■ Übungsaufgabe 1
Schreibe die Zeilen aller Einträge unten wortgetreu ab. Das Bild lässt du dabei weg.

■ Textabschnitt
· · · · ·

Nationaler Gedenktag
Nationaler Gedenktag für die Opfer von Terrorismus
Die Bundesregierung gedenkt am 11. März 2025 zum vierten Mal an die Opfer terroristischer Gewalt. Der Gedenktag wurde im Jahr 2022 endlich auch für Deutschland installiert, nachdem dieser an die Anschläge in Madrid vom 11. März 2004 anknüpft- ebenso weitere europäische Länder, wie Frankreich und Belgien zeitgleich an Opfer von Terrorismus gedenkt. Als Zeichen wird zum Nationalen Gedenktag auch in vielen Städten und Gemeinden Deutschlands die Beflaggung auf halbmast gesetzt. Es sollen die Opfer terroristischer Gewalt stärker ins Bewusstsein gerückt werden. Unschuldige Menschen verloren ihr Leben oder müssen mit den Folgen eines Terroranschlags lernen umzugehen.
Viele Namen und Orte stehen bereits für Attentate mit vielen Toten und Verletzten und für staatliches Versagen im Umgang mit Opfern und deren Angehörigen. Leider erinnern wir uns nicht mehr an einzelne Getötete oder an Opfer aus früheren Zeiten. Auch der Wunsch nach „unbürokratischer Hilfe“ verhallt, sobald man im Dickicht der Anträge erstickt und auch zerbricht.

· · · · ·

■ Die Einträge

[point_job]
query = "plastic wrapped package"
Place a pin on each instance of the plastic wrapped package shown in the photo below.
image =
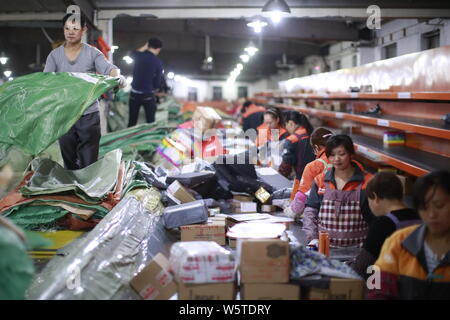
(100, 265)
(150, 198)
(202, 262)
(305, 262)
(186, 213)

· · · · ·

■ Übungsaufgabe 2
Übersetze aus dem Text über den Gedenktag für die Opfer von Terrorismus diesen Satz ins Englische: „Als Zeichen wird zum Nationalen Gedenktag auch in vielen Städten und Gemeinden Deutschlands die Beflaggung auf halbmast gesetzt.“

■ Ergebnis der Aufgabe 1
[point_job]
query = "plastic wrapped package"
Place a pin on each instance of the plastic wrapped package shown in the photo below.
image =
(100, 265)
(150, 198)
(202, 262)
(305, 262)
(186, 213)

■ Ergebnis der Aufgabe 2
As a sign, flags are also lowered to half-mast in many cities and municipalities across Germany on the National Day of Remembrance.